[Task requirements] In the records below, find the line with "Target: person in white shirt", then retype it and every following line exactly, stopping after the line with "of the shrub". Leave the pictures out.

[Data for the task]
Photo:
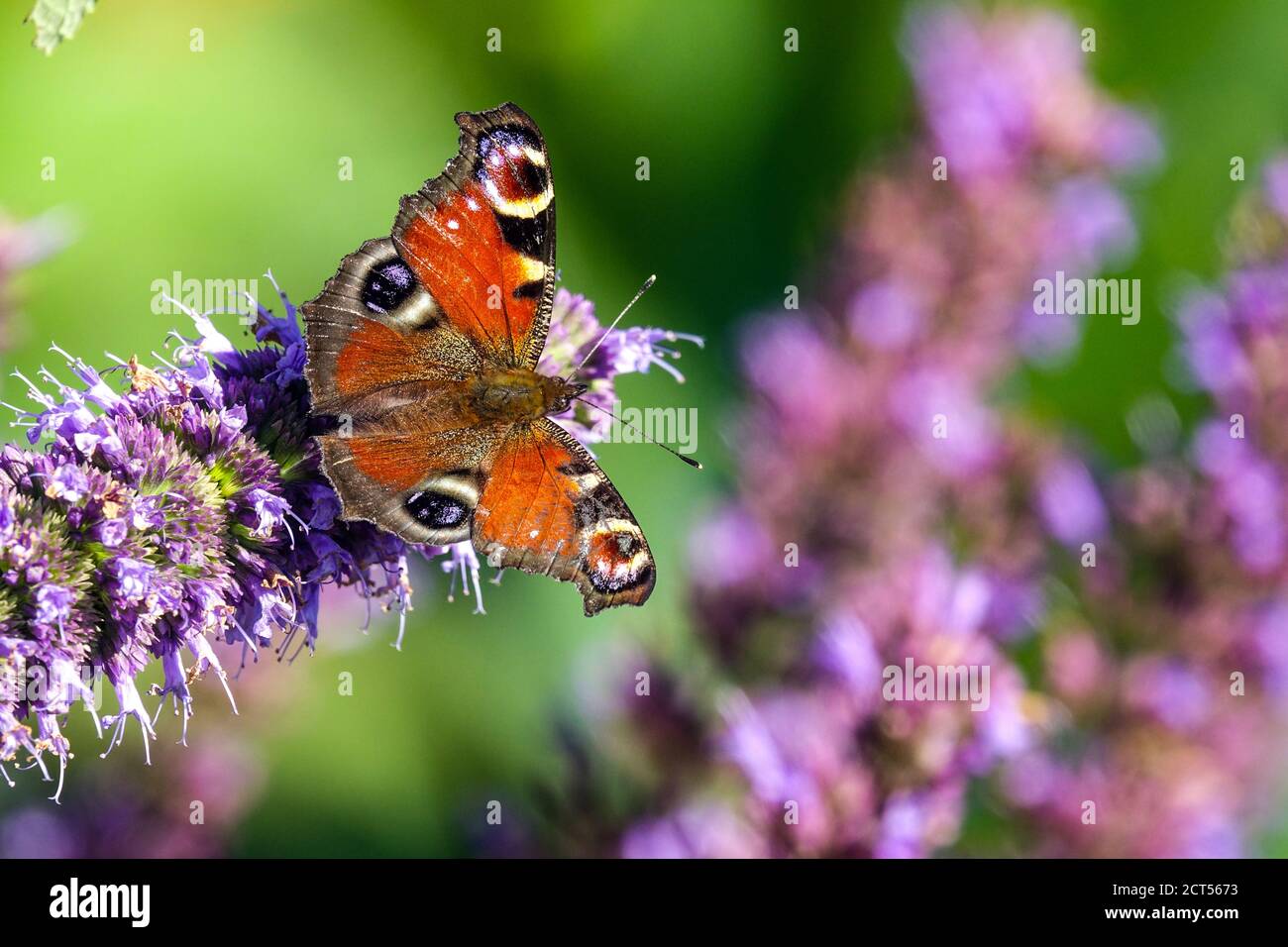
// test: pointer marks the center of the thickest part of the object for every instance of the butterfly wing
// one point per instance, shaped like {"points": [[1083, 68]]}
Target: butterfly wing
{"points": [[465, 282], [546, 508], [481, 237]]}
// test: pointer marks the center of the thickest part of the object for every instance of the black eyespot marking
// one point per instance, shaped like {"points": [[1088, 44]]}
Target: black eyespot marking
{"points": [[387, 286], [437, 510], [610, 582], [524, 234]]}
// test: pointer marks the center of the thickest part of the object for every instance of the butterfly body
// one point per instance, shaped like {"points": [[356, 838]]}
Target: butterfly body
{"points": [[423, 352]]}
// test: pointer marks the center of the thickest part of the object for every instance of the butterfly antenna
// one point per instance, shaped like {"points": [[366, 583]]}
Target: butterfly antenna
{"points": [[595, 347], [688, 460]]}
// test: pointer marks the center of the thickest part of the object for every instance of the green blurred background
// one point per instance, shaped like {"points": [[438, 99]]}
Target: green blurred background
{"points": [[222, 162]]}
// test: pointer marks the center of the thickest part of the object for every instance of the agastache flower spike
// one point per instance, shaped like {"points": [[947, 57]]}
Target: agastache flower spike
{"points": [[191, 505]]}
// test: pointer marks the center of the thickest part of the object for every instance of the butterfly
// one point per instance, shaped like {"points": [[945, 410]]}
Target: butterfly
{"points": [[421, 363]]}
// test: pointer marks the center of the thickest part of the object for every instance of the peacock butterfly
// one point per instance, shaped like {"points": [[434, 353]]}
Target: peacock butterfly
{"points": [[421, 356]]}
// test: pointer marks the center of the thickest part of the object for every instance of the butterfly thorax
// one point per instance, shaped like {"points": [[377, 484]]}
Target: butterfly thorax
{"points": [[519, 394]]}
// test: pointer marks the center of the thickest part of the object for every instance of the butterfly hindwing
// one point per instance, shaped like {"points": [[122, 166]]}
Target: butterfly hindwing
{"points": [[411, 343], [548, 508], [481, 237]]}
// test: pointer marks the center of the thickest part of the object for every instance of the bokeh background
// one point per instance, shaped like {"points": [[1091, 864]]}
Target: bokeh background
{"points": [[222, 162]]}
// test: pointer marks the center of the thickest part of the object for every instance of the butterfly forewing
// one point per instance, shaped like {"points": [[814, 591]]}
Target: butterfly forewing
{"points": [[398, 341]]}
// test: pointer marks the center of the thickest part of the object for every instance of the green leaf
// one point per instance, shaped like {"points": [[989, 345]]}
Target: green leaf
{"points": [[56, 21]]}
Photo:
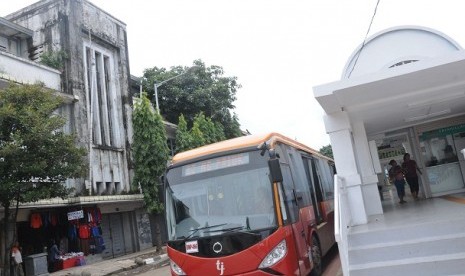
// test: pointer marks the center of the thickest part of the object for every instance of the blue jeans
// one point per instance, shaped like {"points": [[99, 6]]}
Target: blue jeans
{"points": [[400, 187]]}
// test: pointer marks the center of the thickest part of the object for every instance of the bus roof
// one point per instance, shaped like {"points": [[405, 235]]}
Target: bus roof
{"points": [[243, 142]]}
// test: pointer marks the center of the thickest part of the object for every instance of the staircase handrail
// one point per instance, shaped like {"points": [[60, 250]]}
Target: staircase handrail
{"points": [[342, 219]]}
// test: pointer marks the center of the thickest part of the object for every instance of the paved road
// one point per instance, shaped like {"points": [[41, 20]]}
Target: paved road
{"points": [[331, 264]]}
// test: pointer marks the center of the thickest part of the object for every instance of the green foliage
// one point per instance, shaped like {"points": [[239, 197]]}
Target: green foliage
{"points": [[35, 155], [198, 138], [203, 132], [327, 151], [150, 152], [33, 147], [183, 137], [199, 89], [54, 59]]}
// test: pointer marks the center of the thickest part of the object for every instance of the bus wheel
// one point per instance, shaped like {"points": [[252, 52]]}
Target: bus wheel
{"points": [[316, 257]]}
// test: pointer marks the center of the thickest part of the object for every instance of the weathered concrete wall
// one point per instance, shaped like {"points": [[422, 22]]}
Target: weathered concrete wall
{"points": [[71, 26]]}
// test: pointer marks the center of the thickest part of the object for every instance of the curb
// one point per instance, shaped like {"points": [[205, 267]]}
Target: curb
{"points": [[155, 261]]}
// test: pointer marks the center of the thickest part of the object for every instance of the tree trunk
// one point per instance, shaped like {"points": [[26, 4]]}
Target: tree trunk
{"points": [[158, 235], [7, 242]]}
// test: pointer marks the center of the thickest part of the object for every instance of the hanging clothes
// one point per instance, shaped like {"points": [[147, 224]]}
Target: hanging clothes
{"points": [[36, 220]]}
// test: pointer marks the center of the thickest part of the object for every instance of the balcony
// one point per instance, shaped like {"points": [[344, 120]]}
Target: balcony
{"points": [[20, 70]]}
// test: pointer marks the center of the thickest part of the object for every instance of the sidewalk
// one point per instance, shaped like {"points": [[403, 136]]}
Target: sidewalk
{"points": [[119, 264]]}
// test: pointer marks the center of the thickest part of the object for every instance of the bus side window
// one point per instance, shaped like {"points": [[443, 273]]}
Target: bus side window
{"points": [[326, 179], [290, 200]]}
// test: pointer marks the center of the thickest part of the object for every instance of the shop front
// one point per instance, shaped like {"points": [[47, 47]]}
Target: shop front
{"points": [[440, 154], [84, 230], [75, 231]]}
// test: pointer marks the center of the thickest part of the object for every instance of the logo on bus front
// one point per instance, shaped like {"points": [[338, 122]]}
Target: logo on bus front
{"points": [[192, 247]]}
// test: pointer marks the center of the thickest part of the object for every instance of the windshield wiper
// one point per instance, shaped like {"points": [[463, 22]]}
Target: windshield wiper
{"points": [[202, 228], [230, 229]]}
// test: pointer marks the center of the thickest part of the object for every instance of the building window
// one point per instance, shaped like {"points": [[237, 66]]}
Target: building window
{"points": [[101, 83]]}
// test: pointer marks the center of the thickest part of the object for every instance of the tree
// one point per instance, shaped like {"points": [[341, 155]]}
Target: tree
{"points": [[150, 151], [204, 131], [183, 137], [36, 156], [327, 151], [199, 89], [151, 154]]}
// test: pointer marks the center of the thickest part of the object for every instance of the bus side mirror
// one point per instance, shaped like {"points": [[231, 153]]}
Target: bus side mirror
{"points": [[275, 170]]}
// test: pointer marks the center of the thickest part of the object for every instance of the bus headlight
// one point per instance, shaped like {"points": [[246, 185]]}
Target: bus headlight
{"points": [[176, 268], [275, 255]]}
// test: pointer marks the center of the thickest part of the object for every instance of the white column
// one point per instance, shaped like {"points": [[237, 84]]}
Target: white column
{"points": [[339, 129], [370, 191]]}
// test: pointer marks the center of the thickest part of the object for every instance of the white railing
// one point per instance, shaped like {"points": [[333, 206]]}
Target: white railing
{"points": [[342, 219], [20, 70]]}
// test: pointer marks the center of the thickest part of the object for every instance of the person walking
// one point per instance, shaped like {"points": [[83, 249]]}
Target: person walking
{"points": [[17, 260], [396, 175], [410, 167]]}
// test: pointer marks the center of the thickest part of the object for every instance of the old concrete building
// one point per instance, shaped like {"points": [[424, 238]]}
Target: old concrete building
{"points": [[94, 78]]}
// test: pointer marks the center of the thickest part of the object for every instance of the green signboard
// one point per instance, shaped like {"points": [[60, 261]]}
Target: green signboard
{"points": [[442, 132]]}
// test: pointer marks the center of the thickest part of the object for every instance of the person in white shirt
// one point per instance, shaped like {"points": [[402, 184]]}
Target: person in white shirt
{"points": [[17, 260]]}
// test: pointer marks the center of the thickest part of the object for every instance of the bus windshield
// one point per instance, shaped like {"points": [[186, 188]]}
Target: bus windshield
{"points": [[219, 195]]}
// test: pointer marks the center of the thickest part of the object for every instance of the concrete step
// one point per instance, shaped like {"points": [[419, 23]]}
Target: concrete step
{"points": [[415, 248], [401, 233], [448, 264]]}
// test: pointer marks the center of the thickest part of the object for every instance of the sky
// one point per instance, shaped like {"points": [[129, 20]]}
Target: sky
{"points": [[278, 50]]}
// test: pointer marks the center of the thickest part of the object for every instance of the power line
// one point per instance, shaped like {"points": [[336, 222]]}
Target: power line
{"points": [[364, 41]]}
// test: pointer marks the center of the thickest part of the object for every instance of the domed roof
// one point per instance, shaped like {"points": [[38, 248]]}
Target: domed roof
{"points": [[398, 46]]}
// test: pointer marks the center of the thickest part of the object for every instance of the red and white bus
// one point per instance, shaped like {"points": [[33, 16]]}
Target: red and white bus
{"points": [[254, 205]]}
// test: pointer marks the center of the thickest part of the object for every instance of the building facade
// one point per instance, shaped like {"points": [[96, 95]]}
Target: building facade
{"points": [[401, 91], [94, 79]]}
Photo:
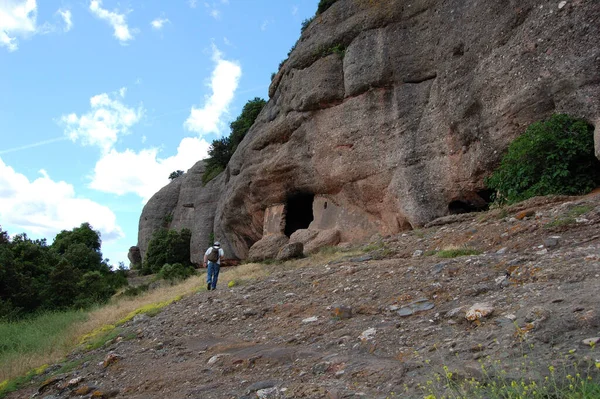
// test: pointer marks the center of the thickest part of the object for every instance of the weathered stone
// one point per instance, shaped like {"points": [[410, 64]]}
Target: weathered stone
{"points": [[111, 358], [267, 248], [291, 251], [324, 238], [341, 312], [134, 255], [166, 209], [399, 131], [591, 341], [551, 242], [303, 235], [479, 311]]}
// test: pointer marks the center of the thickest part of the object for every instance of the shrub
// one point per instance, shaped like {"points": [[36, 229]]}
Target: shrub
{"points": [[306, 23], [221, 150], [324, 5], [176, 174], [167, 246], [176, 271], [552, 157]]}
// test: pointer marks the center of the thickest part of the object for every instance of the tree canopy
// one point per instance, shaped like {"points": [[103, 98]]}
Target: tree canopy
{"points": [[70, 273]]}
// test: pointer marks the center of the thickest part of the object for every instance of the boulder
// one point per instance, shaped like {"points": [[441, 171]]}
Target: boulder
{"points": [[290, 251], [267, 248], [134, 255]]}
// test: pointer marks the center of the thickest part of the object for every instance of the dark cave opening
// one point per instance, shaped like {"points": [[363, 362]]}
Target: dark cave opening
{"points": [[298, 212], [475, 202]]}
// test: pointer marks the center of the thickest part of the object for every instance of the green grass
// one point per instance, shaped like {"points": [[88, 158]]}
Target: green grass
{"points": [[569, 383], [36, 334], [456, 252]]}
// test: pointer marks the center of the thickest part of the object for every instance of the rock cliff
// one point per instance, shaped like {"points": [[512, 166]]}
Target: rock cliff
{"points": [[389, 114]]}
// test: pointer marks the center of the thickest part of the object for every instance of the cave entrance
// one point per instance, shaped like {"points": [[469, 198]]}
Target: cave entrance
{"points": [[299, 213], [473, 202]]}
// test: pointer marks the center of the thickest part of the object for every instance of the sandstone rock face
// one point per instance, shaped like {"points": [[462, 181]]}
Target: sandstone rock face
{"points": [[134, 255], [324, 238], [432, 96], [403, 126], [290, 251], [267, 248], [185, 203]]}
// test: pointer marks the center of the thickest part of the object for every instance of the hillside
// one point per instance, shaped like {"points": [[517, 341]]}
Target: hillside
{"points": [[372, 325]]}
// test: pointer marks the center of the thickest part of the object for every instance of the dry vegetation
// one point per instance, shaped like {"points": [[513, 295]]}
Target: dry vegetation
{"points": [[102, 320]]}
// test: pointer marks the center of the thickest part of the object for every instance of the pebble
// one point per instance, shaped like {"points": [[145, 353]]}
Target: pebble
{"points": [[341, 312], [479, 311], [591, 341], [551, 242], [267, 393], [368, 334]]}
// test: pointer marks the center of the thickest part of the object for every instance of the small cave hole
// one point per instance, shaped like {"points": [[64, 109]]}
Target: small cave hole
{"points": [[486, 195], [458, 207], [299, 213]]}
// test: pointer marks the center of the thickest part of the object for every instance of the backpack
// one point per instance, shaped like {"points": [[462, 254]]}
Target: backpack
{"points": [[213, 256]]}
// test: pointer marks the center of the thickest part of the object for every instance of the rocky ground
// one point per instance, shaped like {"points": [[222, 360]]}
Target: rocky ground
{"points": [[375, 325]]}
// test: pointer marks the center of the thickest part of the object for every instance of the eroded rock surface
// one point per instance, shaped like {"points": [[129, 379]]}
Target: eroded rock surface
{"points": [[402, 126], [377, 326]]}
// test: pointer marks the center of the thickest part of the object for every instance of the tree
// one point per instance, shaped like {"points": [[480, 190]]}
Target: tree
{"points": [[555, 156], [167, 246], [221, 150], [176, 174]]}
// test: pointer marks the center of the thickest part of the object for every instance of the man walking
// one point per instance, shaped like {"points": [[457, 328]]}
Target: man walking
{"points": [[213, 256]]}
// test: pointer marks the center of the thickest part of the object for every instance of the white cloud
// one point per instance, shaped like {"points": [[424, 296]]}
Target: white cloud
{"points": [[158, 23], [104, 122], [213, 8], [44, 207], [116, 20], [224, 81], [17, 19], [144, 173], [66, 16]]}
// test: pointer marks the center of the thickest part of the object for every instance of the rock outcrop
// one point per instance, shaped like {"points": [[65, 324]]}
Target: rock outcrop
{"points": [[402, 126], [184, 203]]}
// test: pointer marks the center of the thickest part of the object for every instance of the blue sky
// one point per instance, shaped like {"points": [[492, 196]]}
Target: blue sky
{"points": [[101, 99]]}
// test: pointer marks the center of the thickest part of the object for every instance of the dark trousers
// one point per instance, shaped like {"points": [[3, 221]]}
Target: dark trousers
{"points": [[212, 275]]}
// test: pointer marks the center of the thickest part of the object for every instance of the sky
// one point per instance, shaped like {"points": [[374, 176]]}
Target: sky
{"points": [[100, 100]]}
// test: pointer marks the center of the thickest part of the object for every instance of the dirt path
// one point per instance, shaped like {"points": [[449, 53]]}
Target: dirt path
{"points": [[372, 326]]}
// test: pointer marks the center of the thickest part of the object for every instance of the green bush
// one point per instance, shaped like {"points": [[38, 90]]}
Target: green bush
{"points": [[176, 271], [176, 174], [167, 246], [306, 23], [221, 150], [552, 157], [324, 5], [68, 274]]}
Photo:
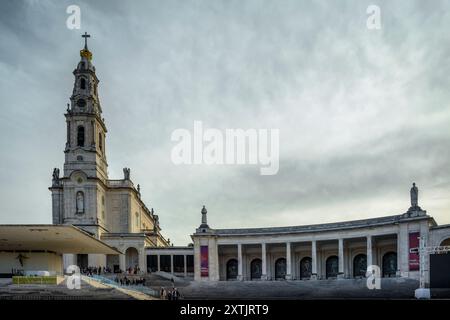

[Result for this task]
Target: person in white shirt
{"points": [[17, 260]]}
// test: pointer marks the center of the thickest part of the object for every instance of the bus windshield
// one point per instance, shaped like {"points": [[186, 188]]}
Target: bus windshield
{"points": [[219, 195]]}
// test: pointer marks the center of the thickest part of the object for every instance of the concrete step
// one point per instance, shaped like {"points": [[419, 23]]}
Target: concrete step
{"points": [[415, 248], [401, 233], [448, 264]]}
// test: pointer marks the center of the thickest part of the object for every instance of the sky
// one point per instance, shaped like {"points": [[129, 20]]}
Target: sky
{"points": [[278, 50]]}
// test: pointer marks the center of the thickest part of the object for every instance of the power line
// one point per instance, shaped like {"points": [[336, 222]]}
Target: power line
{"points": [[364, 41]]}
// test: pointer marks the center of the thickest part of the object for every instance of the domed roof
// one point per instance, shaped like {"points": [[38, 248]]}
Target: domed roof
{"points": [[398, 46]]}
// test: pointer marks the center of the thickest part of the object for every instance of the red and white bus
// one point per instance, shaped like {"points": [[33, 16]]}
Target: red and white bus
{"points": [[254, 205]]}
// test: pointer marks the center of the thickest part of the object for every instance of the building facade
// one point per instance, shaped like {"points": [[96, 95]]}
Target: building facade
{"points": [[401, 91], [94, 79]]}
Photo:
// test: pointer marks the center of the thickest part of the object for every instance of the weathered stone
// one point per instance, shaped like {"points": [[410, 64]]}
Target: weathered stone
{"points": [[111, 358], [267, 248], [291, 251], [324, 238], [341, 312], [134, 255], [166, 209], [399, 131], [591, 341], [551, 242], [303, 235], [479, 311]]}
// test: pointer marks the center of the thickest part of the object for every instance of the shrub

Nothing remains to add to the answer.